**Passage provided:**
===

Travel Gear (Uncut)

It’s the pastime of every soon-to-be-traveller, travel gear research. Internet searches, traipsing through travel gear shops, comparing prices, scouring travel blogs for reviews of what to buy and what not to buy. You try not to become obsessed by your upcoming adventure, but it’s fruitless. I know, I was there. And it was awesome.

Until it wasn’t.

Until I was so completely over spending $30 on another pair of quick-drying underwear, getting my moisture wicking confused with my quick drying, as the numbers on the screen of the register crept higher and higher towards ridiculous.

“That is IT,” Tyrhone and I would say as we lugged more bags out of the over-priced outdoors store.

I said it again the next day, as I carried out that last must-have purchase.

I feared we had over-done it, over-planned and overspent.

Just shy of three months (and three countries)  later, and I’m both surprised and delighted to say that we did pretty well.

Sooooooo, I find it my duty, fellow soon-to-be travellers, holiday makers, or travel gear fetishists, to share my wisdom and knowledge with you!

I’m not going to bore you with the details of every item in our 40L  back-packs, but there are a few things that stand out as good investments, a few things that are completely useless, and a few I couldn’t live without. And I want to share them with you so that you can ignore me completely and make your own packing mistakes.

Here goes…

40L Back-packs

The verdict: Awesome.

I had heart palpitations deciding on such a teeny-weeny pack, but I am honestly so glad we took the plunge. If I had a bigger pack, I’d fill it, simple as that. And I wouldn’t want to lug around a single gram more than what we are, in fact there is nothing more melt-down evoking than lugging a heavy pack around when you arrive in a new place and have to look for somewhere to stay. At least this way, my melt-downs are minimized (not eliminated!) which is a win-win for everyone involved and an important step towards world peace.


Packing Cubes

Verdict: Life saving.

Seriously, I would not have survived without these. I have a large, rectangular zip-up cube that fits all my clothes, and a smaller one for underwear. I can’t imagine travelling without them, as I am terribly disorganized and manage to mess up a guest-house room in seconds. At least this way, I know where my undies are.

===

**Entries provided:**
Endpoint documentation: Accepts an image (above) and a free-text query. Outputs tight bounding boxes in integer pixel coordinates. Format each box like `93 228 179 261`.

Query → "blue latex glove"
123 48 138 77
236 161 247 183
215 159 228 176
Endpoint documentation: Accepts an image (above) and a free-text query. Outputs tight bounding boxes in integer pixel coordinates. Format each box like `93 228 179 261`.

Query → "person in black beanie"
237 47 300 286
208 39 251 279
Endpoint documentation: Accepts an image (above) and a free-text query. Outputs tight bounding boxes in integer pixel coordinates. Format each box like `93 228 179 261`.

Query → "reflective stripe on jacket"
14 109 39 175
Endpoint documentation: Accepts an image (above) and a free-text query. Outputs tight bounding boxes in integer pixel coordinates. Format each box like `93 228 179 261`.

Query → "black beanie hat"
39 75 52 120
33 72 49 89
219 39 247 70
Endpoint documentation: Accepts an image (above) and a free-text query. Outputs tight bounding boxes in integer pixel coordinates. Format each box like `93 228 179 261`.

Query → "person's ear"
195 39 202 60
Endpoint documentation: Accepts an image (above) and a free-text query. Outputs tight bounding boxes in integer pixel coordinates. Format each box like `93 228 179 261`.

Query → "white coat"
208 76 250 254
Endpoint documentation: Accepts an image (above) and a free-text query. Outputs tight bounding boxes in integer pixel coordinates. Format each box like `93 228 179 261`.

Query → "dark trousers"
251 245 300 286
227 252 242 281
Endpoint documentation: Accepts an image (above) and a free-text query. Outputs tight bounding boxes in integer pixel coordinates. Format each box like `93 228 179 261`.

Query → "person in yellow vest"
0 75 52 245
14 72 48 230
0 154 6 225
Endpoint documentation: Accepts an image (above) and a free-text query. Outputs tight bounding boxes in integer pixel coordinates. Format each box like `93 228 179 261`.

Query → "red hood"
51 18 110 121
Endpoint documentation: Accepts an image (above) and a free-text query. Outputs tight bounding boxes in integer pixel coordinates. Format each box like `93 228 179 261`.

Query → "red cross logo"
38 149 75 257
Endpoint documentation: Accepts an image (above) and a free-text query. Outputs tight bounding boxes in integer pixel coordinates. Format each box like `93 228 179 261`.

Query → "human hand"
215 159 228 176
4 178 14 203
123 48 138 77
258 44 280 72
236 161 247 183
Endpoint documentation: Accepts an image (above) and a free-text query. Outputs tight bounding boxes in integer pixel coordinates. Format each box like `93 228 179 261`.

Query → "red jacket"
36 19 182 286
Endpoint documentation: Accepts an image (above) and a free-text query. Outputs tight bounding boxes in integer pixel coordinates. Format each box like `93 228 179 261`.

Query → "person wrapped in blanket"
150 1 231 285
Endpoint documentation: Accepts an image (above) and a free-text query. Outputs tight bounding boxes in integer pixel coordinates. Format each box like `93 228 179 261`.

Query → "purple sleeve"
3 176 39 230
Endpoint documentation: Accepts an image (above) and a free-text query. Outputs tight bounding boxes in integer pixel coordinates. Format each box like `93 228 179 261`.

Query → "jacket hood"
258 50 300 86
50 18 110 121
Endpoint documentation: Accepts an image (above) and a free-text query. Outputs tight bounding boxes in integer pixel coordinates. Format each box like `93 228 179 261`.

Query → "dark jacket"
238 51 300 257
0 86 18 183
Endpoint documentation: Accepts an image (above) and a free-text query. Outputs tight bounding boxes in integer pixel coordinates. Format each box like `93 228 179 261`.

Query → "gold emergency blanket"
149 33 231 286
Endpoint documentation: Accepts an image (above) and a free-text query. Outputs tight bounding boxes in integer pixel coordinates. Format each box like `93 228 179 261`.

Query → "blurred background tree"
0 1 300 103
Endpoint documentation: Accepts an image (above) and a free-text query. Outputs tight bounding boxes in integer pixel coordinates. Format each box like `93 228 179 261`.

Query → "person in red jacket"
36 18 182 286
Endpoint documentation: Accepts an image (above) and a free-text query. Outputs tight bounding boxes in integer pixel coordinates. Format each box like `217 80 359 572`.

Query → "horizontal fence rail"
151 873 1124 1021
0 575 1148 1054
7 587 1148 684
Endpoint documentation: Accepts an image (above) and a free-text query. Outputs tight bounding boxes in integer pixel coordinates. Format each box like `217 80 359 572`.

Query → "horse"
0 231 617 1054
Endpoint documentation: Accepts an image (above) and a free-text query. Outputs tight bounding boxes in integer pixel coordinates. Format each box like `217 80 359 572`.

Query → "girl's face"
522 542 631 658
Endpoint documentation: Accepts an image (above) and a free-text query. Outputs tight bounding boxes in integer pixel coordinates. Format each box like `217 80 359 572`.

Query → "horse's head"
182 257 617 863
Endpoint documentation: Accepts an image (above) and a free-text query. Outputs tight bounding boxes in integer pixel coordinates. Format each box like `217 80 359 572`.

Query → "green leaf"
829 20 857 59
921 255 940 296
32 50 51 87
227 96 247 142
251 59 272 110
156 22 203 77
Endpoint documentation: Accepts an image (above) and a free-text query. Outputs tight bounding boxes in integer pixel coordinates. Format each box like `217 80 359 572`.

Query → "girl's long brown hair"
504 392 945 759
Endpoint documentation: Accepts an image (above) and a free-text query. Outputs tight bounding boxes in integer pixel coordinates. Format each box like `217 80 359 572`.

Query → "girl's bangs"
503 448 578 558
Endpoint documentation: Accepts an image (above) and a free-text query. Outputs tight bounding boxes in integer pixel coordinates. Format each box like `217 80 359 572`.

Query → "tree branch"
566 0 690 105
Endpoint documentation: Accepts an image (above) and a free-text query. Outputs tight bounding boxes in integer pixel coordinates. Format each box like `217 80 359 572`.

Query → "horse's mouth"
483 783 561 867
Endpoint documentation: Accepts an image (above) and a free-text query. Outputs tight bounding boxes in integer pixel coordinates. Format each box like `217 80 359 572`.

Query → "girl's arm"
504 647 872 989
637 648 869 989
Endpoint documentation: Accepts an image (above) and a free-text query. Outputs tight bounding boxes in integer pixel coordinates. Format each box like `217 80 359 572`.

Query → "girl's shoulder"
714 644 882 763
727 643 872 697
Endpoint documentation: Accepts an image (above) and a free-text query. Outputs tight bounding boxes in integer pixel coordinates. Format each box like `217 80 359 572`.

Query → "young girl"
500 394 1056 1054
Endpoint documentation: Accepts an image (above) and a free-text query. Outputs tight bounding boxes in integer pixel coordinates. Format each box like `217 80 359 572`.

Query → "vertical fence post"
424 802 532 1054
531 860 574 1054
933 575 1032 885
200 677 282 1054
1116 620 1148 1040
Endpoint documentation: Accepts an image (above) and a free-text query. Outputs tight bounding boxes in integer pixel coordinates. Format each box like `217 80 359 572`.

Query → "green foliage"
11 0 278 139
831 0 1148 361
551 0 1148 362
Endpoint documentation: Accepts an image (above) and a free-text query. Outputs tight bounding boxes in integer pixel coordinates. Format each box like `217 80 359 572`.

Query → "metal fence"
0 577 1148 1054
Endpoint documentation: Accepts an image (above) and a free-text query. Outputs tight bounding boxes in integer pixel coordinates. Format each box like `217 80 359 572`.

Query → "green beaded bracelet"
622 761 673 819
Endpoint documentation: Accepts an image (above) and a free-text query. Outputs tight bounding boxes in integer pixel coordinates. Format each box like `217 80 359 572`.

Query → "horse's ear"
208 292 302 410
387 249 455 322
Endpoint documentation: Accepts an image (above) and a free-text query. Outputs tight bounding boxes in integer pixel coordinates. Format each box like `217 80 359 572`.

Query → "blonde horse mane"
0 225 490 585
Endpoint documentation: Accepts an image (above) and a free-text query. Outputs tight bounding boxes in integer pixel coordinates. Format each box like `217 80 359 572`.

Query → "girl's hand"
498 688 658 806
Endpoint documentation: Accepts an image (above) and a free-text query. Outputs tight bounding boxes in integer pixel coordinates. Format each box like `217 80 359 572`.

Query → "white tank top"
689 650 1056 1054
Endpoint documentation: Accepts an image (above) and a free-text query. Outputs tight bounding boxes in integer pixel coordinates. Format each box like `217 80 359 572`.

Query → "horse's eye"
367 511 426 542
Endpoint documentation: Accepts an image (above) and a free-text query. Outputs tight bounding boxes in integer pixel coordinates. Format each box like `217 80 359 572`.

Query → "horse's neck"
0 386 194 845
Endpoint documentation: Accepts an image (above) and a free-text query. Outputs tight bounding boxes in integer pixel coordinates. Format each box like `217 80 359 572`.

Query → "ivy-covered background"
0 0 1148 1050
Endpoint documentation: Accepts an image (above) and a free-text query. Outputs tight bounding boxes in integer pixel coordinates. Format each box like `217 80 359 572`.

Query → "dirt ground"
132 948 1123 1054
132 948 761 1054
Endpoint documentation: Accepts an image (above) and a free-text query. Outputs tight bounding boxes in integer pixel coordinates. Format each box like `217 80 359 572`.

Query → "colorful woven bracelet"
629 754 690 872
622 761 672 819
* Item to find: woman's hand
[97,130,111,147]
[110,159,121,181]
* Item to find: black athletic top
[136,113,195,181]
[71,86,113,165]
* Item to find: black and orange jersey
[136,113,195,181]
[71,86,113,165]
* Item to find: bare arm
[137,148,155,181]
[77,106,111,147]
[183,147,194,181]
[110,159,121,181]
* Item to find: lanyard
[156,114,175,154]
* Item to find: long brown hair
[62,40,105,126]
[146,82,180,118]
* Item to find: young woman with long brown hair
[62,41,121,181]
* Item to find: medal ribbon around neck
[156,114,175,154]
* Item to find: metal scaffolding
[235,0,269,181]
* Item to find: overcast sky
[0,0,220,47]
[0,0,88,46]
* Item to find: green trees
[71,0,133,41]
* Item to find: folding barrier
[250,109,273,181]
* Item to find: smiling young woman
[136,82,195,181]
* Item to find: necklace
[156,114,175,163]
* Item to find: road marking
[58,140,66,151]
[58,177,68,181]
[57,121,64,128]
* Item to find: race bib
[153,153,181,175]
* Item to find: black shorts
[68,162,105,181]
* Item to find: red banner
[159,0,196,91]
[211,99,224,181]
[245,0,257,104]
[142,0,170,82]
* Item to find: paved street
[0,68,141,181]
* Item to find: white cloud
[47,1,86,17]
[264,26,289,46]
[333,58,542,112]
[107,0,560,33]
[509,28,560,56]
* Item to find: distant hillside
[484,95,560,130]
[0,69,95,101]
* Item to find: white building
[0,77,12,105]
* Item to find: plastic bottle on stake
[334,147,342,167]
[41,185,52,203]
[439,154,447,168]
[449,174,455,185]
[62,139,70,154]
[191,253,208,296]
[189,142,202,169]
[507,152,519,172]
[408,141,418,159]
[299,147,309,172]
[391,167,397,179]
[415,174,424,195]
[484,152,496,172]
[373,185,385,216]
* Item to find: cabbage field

===

**Instruction:**
In the travel gear post, what verdict does the writer give for packing cubes?

**Final result:**
Life saving.